YOUR ASSIGNMENT
What is needed is an exact copy of the line with "Objective — for the church facade" and all lines that follow it in the entries below, the last line included.

DATA SHOWN
---------------

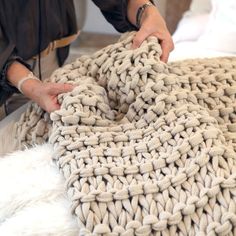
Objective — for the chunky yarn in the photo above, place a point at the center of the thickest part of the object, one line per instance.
(146, 148)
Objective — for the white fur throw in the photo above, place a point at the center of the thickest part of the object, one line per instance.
(146, 148)
(33, 200)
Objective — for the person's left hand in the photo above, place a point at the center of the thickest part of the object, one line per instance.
(152, 24)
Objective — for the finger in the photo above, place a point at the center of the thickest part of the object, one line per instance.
(58, 88)
(166, 48)
(139, 37)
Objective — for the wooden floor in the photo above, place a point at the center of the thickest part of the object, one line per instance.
(87, 43)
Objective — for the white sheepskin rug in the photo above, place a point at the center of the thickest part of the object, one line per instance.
(32, 198)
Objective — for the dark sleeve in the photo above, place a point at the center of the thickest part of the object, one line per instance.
(7, 56)
(115, 12)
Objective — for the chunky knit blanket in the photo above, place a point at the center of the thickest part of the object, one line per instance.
(146, 148)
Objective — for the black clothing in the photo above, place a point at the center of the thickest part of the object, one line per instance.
(28, 26)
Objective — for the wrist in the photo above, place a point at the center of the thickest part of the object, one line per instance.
(134, 9)
(31, 88)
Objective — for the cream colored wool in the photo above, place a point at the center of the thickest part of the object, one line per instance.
(146, 148)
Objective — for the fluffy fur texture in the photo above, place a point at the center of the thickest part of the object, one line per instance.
(32, 199)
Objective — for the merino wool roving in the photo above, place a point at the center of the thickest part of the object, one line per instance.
(146, 148)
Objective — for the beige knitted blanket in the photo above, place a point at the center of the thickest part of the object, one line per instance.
(146, 148)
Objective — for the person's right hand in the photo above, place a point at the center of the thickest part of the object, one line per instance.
(45, 94)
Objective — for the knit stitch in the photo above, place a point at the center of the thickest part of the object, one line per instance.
(146, 148)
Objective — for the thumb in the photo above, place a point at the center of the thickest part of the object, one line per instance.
(139, 37)
(58, 88)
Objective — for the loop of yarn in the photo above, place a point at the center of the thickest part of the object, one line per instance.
(146, 148)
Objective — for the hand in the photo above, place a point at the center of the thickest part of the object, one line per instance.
(45, 94)
(152, 24)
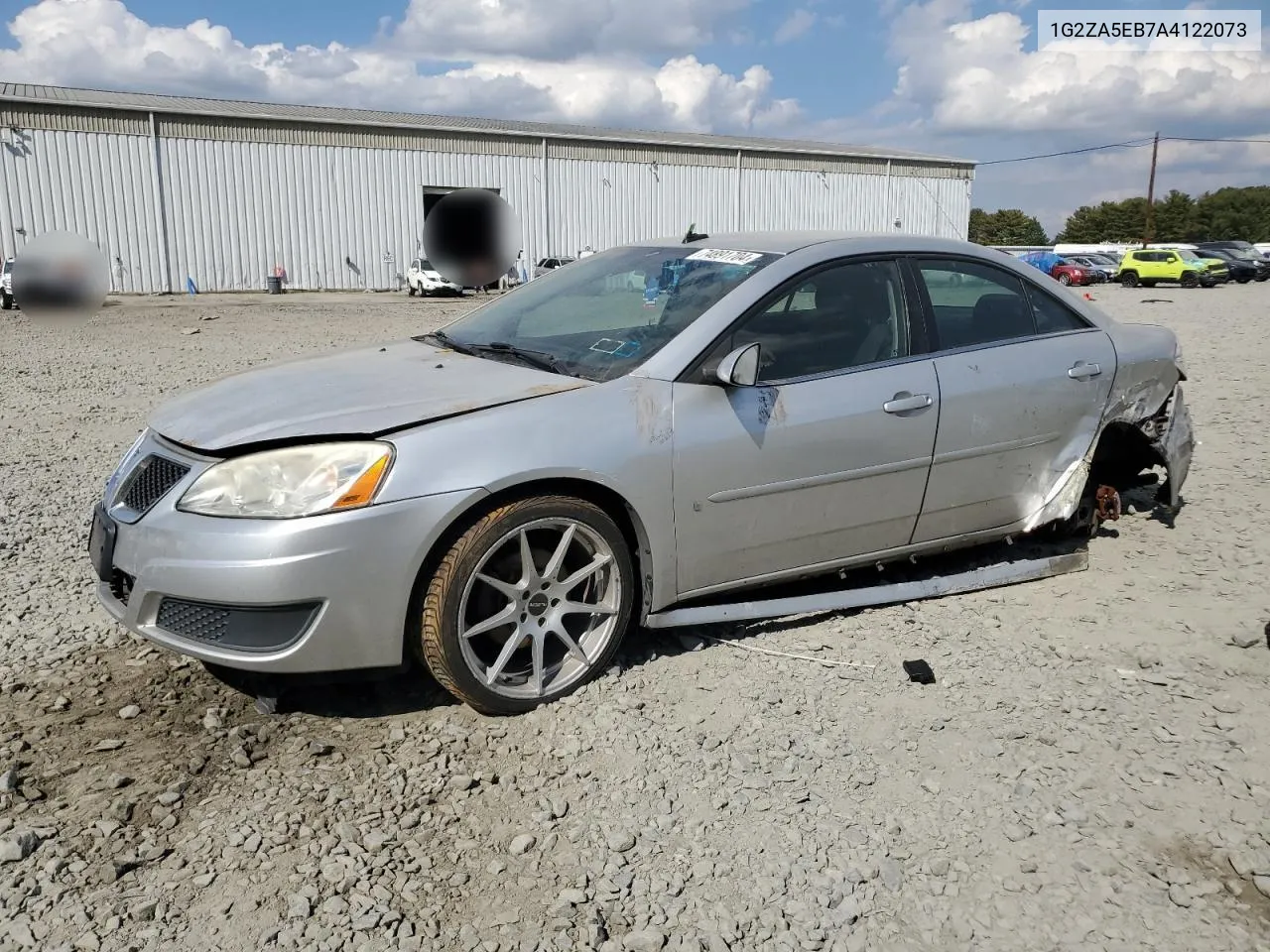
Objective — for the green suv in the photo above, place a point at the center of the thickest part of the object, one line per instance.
(1166, 266)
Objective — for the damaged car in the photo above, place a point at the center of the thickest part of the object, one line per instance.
(507, 498)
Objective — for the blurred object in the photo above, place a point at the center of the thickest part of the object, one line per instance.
(60, 276)
(550, 264)
(471, 238)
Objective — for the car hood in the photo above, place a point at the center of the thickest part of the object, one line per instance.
(362, 393)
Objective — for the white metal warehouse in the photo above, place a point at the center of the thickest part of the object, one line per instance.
(221, 193)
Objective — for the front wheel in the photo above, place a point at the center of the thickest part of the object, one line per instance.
(529, 604)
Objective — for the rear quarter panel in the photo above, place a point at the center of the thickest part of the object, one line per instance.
(1146, 370)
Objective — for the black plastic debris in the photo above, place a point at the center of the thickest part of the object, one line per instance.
(919, 671)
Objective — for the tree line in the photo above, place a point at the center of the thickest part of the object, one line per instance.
(1225, 213)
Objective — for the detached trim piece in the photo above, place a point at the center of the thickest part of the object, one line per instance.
(987, 578)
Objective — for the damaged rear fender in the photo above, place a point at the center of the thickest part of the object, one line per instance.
(1124, 445)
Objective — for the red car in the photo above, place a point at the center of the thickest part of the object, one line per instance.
(1075, 275)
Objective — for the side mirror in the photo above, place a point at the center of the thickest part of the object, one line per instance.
(740, 367)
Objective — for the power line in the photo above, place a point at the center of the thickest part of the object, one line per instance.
(1130, 144)
(1192, 139)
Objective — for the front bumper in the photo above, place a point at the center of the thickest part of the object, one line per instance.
(316, 594)
(1178, 445)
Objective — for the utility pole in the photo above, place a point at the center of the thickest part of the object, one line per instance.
(1151, 191)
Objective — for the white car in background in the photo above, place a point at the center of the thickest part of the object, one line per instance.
(7, 286)
(425, 281)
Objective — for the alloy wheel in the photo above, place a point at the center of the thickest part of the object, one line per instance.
(540, 608)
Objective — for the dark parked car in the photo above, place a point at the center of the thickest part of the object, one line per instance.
(1243, 263)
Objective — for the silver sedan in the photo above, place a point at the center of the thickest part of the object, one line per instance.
(506, 498)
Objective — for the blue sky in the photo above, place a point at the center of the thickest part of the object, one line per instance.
(947, 76)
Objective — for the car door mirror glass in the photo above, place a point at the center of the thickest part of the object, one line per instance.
(739, 368)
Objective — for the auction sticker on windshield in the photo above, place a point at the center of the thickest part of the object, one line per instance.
(722, 257)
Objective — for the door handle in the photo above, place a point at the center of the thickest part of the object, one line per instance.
(905, 402)
(1083, 371)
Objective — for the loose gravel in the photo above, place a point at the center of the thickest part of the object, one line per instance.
(1087, 772)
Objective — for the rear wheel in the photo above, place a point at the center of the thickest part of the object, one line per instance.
(529, 604)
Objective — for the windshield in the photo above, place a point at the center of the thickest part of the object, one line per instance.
(606, 313)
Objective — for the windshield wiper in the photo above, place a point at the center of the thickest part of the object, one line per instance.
(535, 358)
(445, 341)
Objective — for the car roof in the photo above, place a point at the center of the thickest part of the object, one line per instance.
(783, 243)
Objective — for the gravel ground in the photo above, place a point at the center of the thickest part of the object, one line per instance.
(1087, 772)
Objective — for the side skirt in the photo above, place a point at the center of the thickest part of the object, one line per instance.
(959, 583)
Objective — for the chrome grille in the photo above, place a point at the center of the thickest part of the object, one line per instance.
(150, 481)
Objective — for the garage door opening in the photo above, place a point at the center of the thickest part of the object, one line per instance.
(432, 194)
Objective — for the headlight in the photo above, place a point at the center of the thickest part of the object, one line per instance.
(125, 461)
(284, 484)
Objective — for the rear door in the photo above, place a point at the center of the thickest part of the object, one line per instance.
(1023, 380)
(826, 457)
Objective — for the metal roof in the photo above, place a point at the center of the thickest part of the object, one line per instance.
(282, 112)
(788, 241)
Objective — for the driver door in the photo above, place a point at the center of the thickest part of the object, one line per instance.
(826, 457)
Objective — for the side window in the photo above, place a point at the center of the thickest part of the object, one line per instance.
(844, 316)
(1052, 316)
(801, 299)
(975, 303)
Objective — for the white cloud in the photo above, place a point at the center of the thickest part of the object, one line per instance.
(579, 61)
(562, 30)
(795, 26)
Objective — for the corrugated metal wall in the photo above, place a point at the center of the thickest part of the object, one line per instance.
(96, 185)
(329, 212)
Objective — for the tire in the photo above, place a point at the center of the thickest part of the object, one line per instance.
(456, 599)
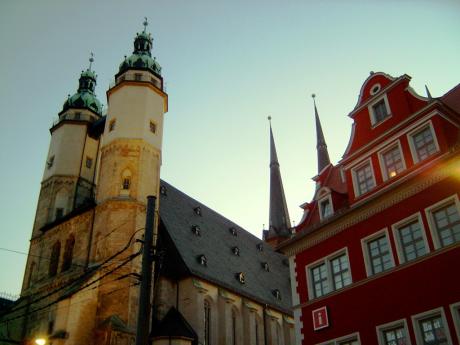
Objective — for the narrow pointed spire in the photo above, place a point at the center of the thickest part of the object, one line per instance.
(321, 147)
(428, 94)
(279, 222)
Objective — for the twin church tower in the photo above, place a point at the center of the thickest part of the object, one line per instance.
(81, 233)
(82, 272)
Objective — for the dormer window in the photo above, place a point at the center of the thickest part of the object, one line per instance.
(196, 230)
(202, 260)
(325, 207)
(391, 161)
(233, 231)
(277, 294)
(379, 110)
(265, 266)
(363, 178)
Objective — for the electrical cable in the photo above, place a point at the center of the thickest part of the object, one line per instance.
(82, 277)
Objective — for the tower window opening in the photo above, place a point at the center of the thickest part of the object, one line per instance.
(153, 127)
(68, 253)
(50, 162)
(89, 162)
(54, 259)
(59, 213)
(196, 230)
(112, 125)
(203, 260)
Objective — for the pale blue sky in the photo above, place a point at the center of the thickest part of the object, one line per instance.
(227, 65)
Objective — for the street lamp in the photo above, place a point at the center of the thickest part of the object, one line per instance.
(40, 341)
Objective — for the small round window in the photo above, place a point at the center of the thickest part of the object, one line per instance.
(376, 88)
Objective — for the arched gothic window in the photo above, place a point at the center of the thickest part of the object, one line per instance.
(233, 327)
(207, 323)
(54, 259)
(125, 182)
(31, 272)
(68, 253)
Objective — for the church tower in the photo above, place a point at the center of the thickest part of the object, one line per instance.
(68, 179)
(130, 160)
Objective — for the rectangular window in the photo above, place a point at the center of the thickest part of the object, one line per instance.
(395, 336)
(423, 143)
(432, 331)
(89, 162)
(319, 279)
(411, 240)
(447, 223)
(392, 162)
(363, 178)
(340, 272)
(380, 111)
(112, 125)
(379, 254)
(325, 208)
(330, 274)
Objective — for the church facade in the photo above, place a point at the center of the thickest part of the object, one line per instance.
(374, 259)
(214, 283)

---------------

RESPONSE FOR THIS EXERCISE
Objective — for the church facade in the photo above, place a point at the center of the thickest part of the object, one line per instance.
(374, 259)
(214, 283)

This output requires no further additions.